__THE TASK__:
List every line in the material below that contains the string "shoreline", reproducing each matching line in full.

__WORKING DATA__:

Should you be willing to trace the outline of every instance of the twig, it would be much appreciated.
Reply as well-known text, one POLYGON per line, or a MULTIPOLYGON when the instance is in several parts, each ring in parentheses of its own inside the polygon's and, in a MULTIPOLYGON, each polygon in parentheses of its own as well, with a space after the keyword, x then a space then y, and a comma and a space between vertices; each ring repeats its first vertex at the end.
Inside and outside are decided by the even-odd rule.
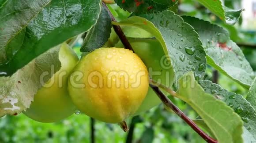
MULTIPOLYGON (((104 3, 102 3, 103 5, 106 8, 109 12, 109 14, 111 18, 113 21, 116 21, 116 19, 111 14, 108 7, 104 3)), ((117 34, 119 37, 120 40, 123 43, 124 47, 131 50, 132 50, 131 44, 128 41, 127 38, 124 34, 121 28, 119 26, 113 25, 113 28, 115 30, 117 34)), ((166 96, 160 90, 158 87, 154 85, 150 85, 151 87, 156 93, 158 97, 160 99, 163 104, 167 107, 172 109, 176 114, 180 116, 185 122, 186 122, 192 129, 199 134, 204 140, 208 143, 218 143, 218 141, 215 140, 206 133, 203 132, 192 120, 187 117, 184 113, 181 111, 172 101, 167 98, 166 96)))
POLYGON ((128 132, 128 134, 126 137, 126 143, 132 143, 132 138, 133 137, 133 132, 134 131, 134 129, 135 129, 135 124, 136 122, 134 121, 135 118, 136 116, 133 117, 132 119, 132 122, 130 125, 130 127, 129 128, 129 132, 128 132))
POLYGON ((95 120, 90 118, 90 142, 91 143, 95 143, 94 129, 94 125, 95 124, 95 120))
MULTIPOLYGON (((112 14, 111 13, 110 11, 109 11, 109 9, 106 4, 104 3, 102 3, 102 4, 103 6, 104 6, 104 7, 105 7, 105 8, 106 8, 106 9, 108 11, 108 12, 109 12, 109 14, 111 18, 112 21, 117 21, 116 19, 115 19, 115 18, 114 17, 114 16, 113 16, 113 14, 112 14)), ((124 35, 124 32, 122 30, 121 27, 120 26, 114 25, 112 25, 112 26, 113 27, 113 29, 115 30, 115 32, 119 37, 119 38, 120 39, 121 42, 122 42, 122 43, 123 43, 123 45, 124 45, 125 48, 133 51, 132 48, 132 46, 131 46, 130 43, 129 43, 129 41, 128 41, 128 39, 127 39, 127 38, 126 38, 126 37, 124 35)))
POLYGON ((201 136, 205 141, 208 143, 218 143, 218 141, 209 136, 205 132, 203 132, 201 129, 191 119, 186 115, 180 110, 168 98, 164 93, 159 89, 159 88, 153 85, 150 85, 150 86, 153 89, 158 97, 162 101, 164 104, 170 108, 185 122, 186 122, 196 132, 201 136))

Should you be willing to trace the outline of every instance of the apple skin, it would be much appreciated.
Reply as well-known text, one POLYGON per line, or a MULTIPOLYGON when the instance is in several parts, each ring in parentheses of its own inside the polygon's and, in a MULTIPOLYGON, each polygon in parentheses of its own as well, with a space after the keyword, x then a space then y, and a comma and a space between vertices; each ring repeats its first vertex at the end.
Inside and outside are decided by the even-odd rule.
POLYGON ((83 57, 74 71, 68 86, 74 103, 86 114, 105 122, 120 123, 133 114, 147 93, 147 67, 128 49, 96 49, 83 57), (79 75, 83 76, 78 78, 79 75))
MULTIPOLYGON (((137 29, 138 31, 139 30, 141 30, 137 29)), ((143 32, 143 31, 142 32, 143 32)), ((150 35, 148 36, 148 37, 151 36, 150 35)), ((170 64, 166 64, 164 63, 164 61, 166 58, 160 43, 154 38, 132 38, 128 39, 135 53, 140 57, 148 68, 150 76, 154 81, 171 88, 174 80, 173 69, 170 64)), ((124 47, 120 41, 115 46, 124 47)), ((146 98, 134 115, 146 111, 161 103, 157 95, 149 87, 146 98)))
POLYGON ((66 43, 61 46, 59 58, 61 63, 60 69, 38 90, 30 108, 23 112, 34 120, 56 122, 74 114, 76 110, 68 91, 68 81, 79 59, 66 43), (51 86, 45 86, 53 80, 54 82, 51 86))

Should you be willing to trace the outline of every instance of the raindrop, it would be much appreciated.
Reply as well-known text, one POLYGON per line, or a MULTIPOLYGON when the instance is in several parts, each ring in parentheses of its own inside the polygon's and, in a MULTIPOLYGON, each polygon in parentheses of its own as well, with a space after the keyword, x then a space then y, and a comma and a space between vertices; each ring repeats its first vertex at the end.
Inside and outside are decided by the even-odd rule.
POLYGON ((125 50, 124 49, 120 49, 119 52, 121 54, 125 54, 125 50))
POLYGON ((166 21, 166 26, 167 26, 169 24, 169 21, 167 20, 166 21))
POLYGON ((240 114, 243 111, 243 110, 244 109, 243 109, 243 108, 239 106, 237 108, 237 109, 236 109, 235 111, 238 114, 240 114))
POLYGON ((248 130, 250 130, 252 129, 252 128, 251 127, 249 127, 248 129, 247 129, 248 130))
POLYGON ((160 21, 160 25, 162 26, 164 26, 164 21, 163 21, 162 20, 160 21))
POLYGON ((189 48, 188 46, 185 47, 185 50, 186 53, 190 55, 192 55, 195 53, 195 48, 189 48))
POLYGON ((111 54, 108 54, 108 55, 107 56, 107 58, 108 58, 108 59, 111 59, 111 57, 112 57, 112 55, 111 55, 111 54))
POLYGON ((75 111, 75 114, 80 114, 80 113, 81 113, 81 111, 79 111, 79 110, 77 110, 75 111))
POLYGON ((215 94, 217 93, 218 92, 217 92, 217 91, 216 91, 216 90, 212 90, 211 91, 211 94, 215 94))
POLYGON ((242 117, 242 120, 246 123, 248 123, 249 122, 249 119, 247 117, 242 117))
POLYGON ((198 71, 202 71, 205 68, 205 64, 204 64, 204 63, 201 63, 200 64, 199 64, 198 71))
POLYGON ((229 99, 235 99, 237 97, 237 95, 235 94, 232 95, 229 97, 229 99))

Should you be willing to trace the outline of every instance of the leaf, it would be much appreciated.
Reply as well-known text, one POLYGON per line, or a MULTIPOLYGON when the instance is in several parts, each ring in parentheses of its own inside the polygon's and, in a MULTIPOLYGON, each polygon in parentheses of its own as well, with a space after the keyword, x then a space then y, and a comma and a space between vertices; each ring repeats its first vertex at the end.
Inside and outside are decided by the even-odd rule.
POLYGON ((204 92, 190 72, 179 80, 178 97, 188 103, 205 122, 219 143, 242 143, 243 122, 223 102, 204 92))
POLYGON ((235 10, 223 6, 221 0, 197 0, 227 24, 233 25, 241 16, 242 10, 235 10))
POLYGON ((11 75, 50 48, 89 29, 98 18, 100 3, 7 1, 0 9, 0 76, 11 75))
POLYGON ((161 44, 166 57, 171 61, 176 83, 188 71, 195 72, 197 79, 202 78, 206 68, 205 53, 194 29, 170 11, 141 16, 150 21, 133 16, 113 24, 136 26, 154 35, 161 44))
POLYGON ((152 143, 154 138, 154 132, 152 127, 146 127, 139 142, 141 143, 152 143))
POLYGON ((60 46, 50 49, 11 76, 0 77, 0 117, 16 114, 29 107, 42 82, 60 69, 60 46))
POLYGON ((80 51, 90 52, 102 47, 110 36, 112 27, 111 18, 102 7, 97 22, 87 33, 80 51))
POLYGON ((252 86, 249 89, 246 99, 251 103, 254 109, 256 109, 256 78, 254 79, 252 86))
MULTIPOLYGON (((147 34, 148 34, 147 32, 145 32, 142 29, 135 27, 133 28, 130 27, 126 27, 124 29, 130 29, 129 34, 126 36, 128 35, 129 37, 150 37, 150 35, 147 34), (138 32, 139 36, 134 32, 138 32)), ((171 64, 168 64, 168 62, 166 63, 165 60, 167 59, 165 57, 161 43, 154 38, 128 37, 128 40, 135 53, 140 57, 147 66, 150 77, 167 87, 172 87, 174 80, 173 70, 171 64)), ((116 46, 124 47, 120 43, 116 46)), ((135 115, 159 105, 161 103, 155 93, 151 87, 149 87, 148 90, 146 98, 135 114, 135 115)))
POLYGON ((163 11, 175 4, 177 0, 115 0, 124 10, 134 14, 163 11))
POLYGON ((200 80, 205 91, 211 94, 232 108, 244 121, 244 125, 254 137, 256 141, 256 112, 255 109, 242 96, 229 92, 209 80, 200 80))
POLYGON ((214 139, 216 139, 216 137, 214 135, 214 134, 212 133, 211 129, 209 128, 209 127, 205 124, 203 120, 201 119, 198 119, 196 120, 193 120, 193 122, 196 123, 197 125, 202 127, 203 129, 204 129, 206 131, 208 132, 211 136, 213 137, 214 139))
POLYGON ((242 136, 244 139, 244 143, 255 143, 256 141, 255 138, 245 127, 243 128, 244 132, 242 136))
POLYGON ((223 28, 196 18, 183 17, 198 33, 207 54, 207 63, 243 86, 249 88, 254 74, 242 51, 223 28))

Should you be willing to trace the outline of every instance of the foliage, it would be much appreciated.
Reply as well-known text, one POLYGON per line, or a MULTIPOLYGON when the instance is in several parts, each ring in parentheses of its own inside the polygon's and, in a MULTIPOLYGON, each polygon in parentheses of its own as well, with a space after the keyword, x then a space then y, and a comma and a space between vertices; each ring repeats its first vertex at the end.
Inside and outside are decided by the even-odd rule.
MULTIPOLYGON (((49 124, 12 115, 29 107, 42 86, 41 75, 47 72, 48 81, 60 69, 62 43, 78 42, 73 48, 79 56, 102 46, 126 47, 120 30, 150 77, 167 86, 166 91, 176 91, 164 93, 205 132, 220 143, 256 141, 256 58, 255 51, 239 46, 256 43, 256 37, 238 30, 242 10, 231 9, 236 2, 114 1, 105 7, 99 0, 0 1, 0 142, 88 142, 89 118, 84 114, 49 124), (214 70, 221 74, 221 86, 209 80, 216 79, 214 70)), ((149 91, 143 105, 151 107, 159 100, 149 91)), ((203 142, 169 109, 139 110, 134 140, 203 142)), ((95 127, 97 141, 125 140, 117 125, 97 121, 95 127)))

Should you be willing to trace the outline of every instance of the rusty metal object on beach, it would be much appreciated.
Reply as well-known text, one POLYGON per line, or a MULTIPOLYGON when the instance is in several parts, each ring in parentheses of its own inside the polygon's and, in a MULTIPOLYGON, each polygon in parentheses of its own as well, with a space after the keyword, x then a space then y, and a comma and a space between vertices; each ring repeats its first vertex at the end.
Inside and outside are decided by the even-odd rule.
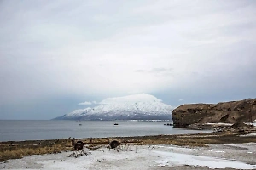
POLYGON ((116 140, 113 140, 112 142, 110 142, 109 145, 111 149, 116 148, 120 144, 120 143, 119 141, 116 140))
POLYGON ((77 141, 74 144, 74 150, 83 150, 84 148, 84 142, 77 141))

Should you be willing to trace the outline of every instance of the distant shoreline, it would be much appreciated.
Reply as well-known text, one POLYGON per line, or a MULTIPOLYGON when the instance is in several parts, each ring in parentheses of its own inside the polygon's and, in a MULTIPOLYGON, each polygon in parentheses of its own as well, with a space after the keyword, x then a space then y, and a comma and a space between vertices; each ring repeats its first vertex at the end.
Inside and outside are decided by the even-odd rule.
MULTIPOLYGON (((202 131, 203 132, 203 131, 202 131)), ((85 145, 92 147, 108 144, 108 141, 118 140, 121 144, 136 145, 174 144, 189 147, 204 147, 209 144, 256 143, 256 138, 250 132, 215 132, 194 134, 152 135, 133 137, 86 138, 76 139, 85 145)), ((17 159, 30 155, 60 153, 73 150, 72 138, 51 140, 26 140, 0 142, 1 162, 17 159)))

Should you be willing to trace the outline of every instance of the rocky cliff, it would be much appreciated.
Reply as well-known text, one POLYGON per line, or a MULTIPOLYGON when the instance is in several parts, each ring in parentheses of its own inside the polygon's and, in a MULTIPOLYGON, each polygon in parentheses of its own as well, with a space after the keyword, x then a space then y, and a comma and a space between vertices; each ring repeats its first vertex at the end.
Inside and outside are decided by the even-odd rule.
POLYGON ((175 128, 204 123, 240 123, 256 119, 256 99, 218 104, 189 104, 172 112, 175 128))

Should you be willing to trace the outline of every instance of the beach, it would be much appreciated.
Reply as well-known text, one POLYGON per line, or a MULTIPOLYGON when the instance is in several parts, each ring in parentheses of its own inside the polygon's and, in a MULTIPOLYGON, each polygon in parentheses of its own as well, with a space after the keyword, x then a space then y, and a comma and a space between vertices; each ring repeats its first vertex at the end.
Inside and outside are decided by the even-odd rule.
MULTIPOLYGON (((55 150, 51 154, 7 159, 0 163, 0 168, 256 169, 255 133, 223 132, 79 140, 85 144, 81 150, 73 151, 70 144, 66 150, 55 150), (108 139, 120 141, 120 145, 110 149, 108 139)), ((70 139, 62 139, 64 141, 70 139)), ((35 142, 26 144, 31 147, 35 142)), ((52 142, 64 144, 61 140, 49 140, 48 144, 52 142)), ((1 146, 7 144, 1 143, 1 146)), ((19 148, 23 144, 26 148, 24 142, 12 144, 19 148)))
POLYGON ((256 169, 256 143, 208 147, 126 145, 30 156, 9 160, 1 169, 256 169), (80 155, 79 155, 80 153, 80 155), (75 157, 77 156, 77 157, 75 157))

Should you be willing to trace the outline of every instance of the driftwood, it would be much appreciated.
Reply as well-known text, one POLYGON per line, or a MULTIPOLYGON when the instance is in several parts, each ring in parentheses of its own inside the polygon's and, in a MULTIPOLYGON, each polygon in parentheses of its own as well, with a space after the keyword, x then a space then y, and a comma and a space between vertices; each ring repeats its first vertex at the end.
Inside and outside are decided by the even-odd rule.
POLYGON ((72 140, 72 145, 73 145, 74 150, 83 150, 84 144, 82 141, 77 141, 77 142, 75 142, 75 139, 74 138, 72 140))
POLYGON ((109 145, 111 149, 116 148, 120 144, 120 143, 119 141, 116 140, 113 140, 112 142, 110 142, 109 145))

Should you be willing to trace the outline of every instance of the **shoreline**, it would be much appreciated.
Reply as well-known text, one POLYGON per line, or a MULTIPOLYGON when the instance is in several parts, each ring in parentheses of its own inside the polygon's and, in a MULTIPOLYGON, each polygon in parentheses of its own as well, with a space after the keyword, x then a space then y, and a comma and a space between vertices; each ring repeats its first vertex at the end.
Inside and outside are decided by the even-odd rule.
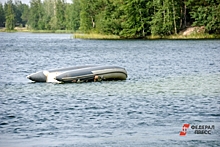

__SOLUTION TO THIS EXERCISE__:
Should you be willing to trace the outline of every instance of the distant shoreline, it would be much appreciated.
Should you be willing to trace the outline of every instance of the **shoreline**, it would be much appreciated.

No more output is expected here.